| PAGE EXCERPT |
.....
Enter one of the fundamental barriers to making change. Vested interest in nothing changing. Shareholder primacy is a concept in corporate finance and management that asserts that the primary responsibility of a company’s management, including executives and boards of directors, is to maximize the value for shareholders of the company, often, and infamously, no matter the cost. This approach holds that the main goal of a company is to increase the financial returns for its shareholders, most commonly resulting in stock price increases and to a lesser extent in modern times, dividend payments. Under shareholder primacy, business and financing decisions are evaluated primarily based on their impact on shareholder value, sometimes at the expense of other stakeholders such as employees, customers, and the community. This principle is often associated with a more recent view of corporate responsibility, where the interests of shareholders are considered paramount, as described in the Friedman doctrine.
.....
| SUPPLIED RECORDS |

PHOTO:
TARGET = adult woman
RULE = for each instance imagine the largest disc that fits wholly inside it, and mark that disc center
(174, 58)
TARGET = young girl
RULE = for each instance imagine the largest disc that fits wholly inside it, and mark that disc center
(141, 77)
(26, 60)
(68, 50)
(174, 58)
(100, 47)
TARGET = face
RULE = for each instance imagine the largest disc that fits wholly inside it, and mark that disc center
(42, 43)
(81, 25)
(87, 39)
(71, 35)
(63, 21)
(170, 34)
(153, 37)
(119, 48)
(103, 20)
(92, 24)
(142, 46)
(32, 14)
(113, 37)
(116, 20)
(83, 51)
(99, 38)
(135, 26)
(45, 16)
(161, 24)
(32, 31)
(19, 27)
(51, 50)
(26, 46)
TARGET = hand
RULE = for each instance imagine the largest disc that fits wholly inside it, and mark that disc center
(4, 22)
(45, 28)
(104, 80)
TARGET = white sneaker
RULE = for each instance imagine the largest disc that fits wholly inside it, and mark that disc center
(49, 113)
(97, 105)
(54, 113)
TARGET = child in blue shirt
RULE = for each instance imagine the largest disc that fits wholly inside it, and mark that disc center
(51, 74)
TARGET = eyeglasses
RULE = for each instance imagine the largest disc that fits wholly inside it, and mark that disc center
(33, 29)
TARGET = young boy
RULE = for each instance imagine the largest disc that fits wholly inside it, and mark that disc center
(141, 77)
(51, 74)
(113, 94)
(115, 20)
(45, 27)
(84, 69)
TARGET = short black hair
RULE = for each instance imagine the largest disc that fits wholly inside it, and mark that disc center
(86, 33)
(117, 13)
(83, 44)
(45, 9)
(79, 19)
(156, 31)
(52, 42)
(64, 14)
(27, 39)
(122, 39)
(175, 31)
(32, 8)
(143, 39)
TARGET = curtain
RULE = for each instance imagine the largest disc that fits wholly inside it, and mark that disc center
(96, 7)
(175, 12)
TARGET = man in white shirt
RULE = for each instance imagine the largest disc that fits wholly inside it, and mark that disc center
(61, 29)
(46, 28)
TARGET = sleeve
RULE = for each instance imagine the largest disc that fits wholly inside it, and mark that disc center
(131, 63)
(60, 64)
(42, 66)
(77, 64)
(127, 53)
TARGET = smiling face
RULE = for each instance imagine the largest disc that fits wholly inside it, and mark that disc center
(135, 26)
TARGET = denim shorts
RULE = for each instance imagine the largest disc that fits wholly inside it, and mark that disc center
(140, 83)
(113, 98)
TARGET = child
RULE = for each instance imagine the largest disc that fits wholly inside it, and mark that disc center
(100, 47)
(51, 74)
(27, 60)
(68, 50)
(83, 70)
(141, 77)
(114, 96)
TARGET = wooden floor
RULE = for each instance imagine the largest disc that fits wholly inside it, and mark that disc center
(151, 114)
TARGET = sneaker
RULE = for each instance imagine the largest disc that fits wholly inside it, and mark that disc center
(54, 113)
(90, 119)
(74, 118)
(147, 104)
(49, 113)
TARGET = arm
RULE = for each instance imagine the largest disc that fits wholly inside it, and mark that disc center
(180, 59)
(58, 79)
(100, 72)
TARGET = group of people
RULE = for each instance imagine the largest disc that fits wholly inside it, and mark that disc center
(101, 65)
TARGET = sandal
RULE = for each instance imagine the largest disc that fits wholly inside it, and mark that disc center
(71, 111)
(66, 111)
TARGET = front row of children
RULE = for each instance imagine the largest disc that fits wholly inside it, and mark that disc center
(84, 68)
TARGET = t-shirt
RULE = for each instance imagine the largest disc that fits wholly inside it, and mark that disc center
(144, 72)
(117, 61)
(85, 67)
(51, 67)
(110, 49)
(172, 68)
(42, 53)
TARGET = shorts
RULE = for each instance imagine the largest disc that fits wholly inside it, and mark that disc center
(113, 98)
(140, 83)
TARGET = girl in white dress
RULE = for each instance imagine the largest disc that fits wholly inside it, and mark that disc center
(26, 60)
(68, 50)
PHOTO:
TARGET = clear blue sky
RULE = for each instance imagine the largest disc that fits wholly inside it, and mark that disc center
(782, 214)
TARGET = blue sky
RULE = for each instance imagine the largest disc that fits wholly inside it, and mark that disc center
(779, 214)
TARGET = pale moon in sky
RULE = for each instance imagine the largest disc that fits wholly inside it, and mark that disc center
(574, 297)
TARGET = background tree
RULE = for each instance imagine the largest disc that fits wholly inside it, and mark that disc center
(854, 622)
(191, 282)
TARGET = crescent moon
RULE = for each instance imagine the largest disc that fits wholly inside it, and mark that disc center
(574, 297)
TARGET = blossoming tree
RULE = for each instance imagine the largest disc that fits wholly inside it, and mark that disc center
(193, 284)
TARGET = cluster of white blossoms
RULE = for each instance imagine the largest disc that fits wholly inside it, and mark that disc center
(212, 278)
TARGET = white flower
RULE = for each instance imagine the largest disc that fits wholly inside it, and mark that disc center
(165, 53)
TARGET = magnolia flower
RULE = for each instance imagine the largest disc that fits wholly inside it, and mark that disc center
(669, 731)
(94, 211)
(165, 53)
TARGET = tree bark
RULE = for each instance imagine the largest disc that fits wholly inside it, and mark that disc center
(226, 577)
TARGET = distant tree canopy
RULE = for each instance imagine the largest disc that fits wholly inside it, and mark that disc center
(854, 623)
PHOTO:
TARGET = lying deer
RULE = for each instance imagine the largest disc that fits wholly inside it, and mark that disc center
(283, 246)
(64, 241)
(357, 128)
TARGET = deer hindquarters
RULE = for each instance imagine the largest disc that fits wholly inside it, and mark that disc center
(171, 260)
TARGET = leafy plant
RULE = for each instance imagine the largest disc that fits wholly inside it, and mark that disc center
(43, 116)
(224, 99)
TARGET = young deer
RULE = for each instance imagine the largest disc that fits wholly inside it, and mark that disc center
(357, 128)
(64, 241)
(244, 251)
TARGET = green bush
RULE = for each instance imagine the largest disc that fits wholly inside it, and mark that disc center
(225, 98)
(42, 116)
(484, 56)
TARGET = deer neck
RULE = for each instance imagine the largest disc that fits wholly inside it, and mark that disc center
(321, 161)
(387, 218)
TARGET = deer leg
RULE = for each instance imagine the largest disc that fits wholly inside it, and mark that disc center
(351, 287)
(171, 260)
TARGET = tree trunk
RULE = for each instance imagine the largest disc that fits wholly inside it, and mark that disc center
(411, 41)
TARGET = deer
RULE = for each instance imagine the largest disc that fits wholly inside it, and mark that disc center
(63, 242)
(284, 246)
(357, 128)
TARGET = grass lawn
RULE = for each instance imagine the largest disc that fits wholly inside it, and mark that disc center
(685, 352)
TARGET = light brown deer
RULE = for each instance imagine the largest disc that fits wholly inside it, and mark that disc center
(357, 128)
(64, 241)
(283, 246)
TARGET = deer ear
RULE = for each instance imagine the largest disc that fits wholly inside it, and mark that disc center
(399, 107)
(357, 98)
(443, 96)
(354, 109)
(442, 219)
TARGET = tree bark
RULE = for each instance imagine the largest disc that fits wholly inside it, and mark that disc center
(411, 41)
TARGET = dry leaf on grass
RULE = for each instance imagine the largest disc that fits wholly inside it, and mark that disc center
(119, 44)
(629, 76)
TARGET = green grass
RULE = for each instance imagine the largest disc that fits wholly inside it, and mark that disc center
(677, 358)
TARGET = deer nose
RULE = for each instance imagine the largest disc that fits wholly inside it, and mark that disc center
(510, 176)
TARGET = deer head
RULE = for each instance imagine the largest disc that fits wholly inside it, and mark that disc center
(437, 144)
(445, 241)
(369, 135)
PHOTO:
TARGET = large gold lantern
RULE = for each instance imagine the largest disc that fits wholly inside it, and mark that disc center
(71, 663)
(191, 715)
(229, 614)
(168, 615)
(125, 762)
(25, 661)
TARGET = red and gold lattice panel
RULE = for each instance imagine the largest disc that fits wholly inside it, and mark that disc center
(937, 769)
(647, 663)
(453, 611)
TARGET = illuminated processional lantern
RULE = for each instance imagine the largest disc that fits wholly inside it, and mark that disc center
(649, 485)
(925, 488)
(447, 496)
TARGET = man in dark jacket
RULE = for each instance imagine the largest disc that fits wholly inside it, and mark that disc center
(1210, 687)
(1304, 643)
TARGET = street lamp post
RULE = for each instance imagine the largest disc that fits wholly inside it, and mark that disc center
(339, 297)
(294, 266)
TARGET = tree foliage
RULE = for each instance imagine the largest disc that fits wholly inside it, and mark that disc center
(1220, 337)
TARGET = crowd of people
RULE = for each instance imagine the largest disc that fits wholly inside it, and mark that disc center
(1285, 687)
.....
| SET PROBLEM |
Using the page excerpt on shareholder primacy, answer each question on its own line:
(a) Who does the excerpt name as part of a company's management?
(b) Which result is most common when financial returns for shareholders increase, and which occurs to a lesser extent in modern times?
(c) Which doctrine describes the view that shareholders' interests are paramount?

| THE OUTPUT |
(a) Executives and boards of directors.
(b) Stock price increases are most common; dividend payments occur to a lesser extent.
(c) The Friedman doctrine.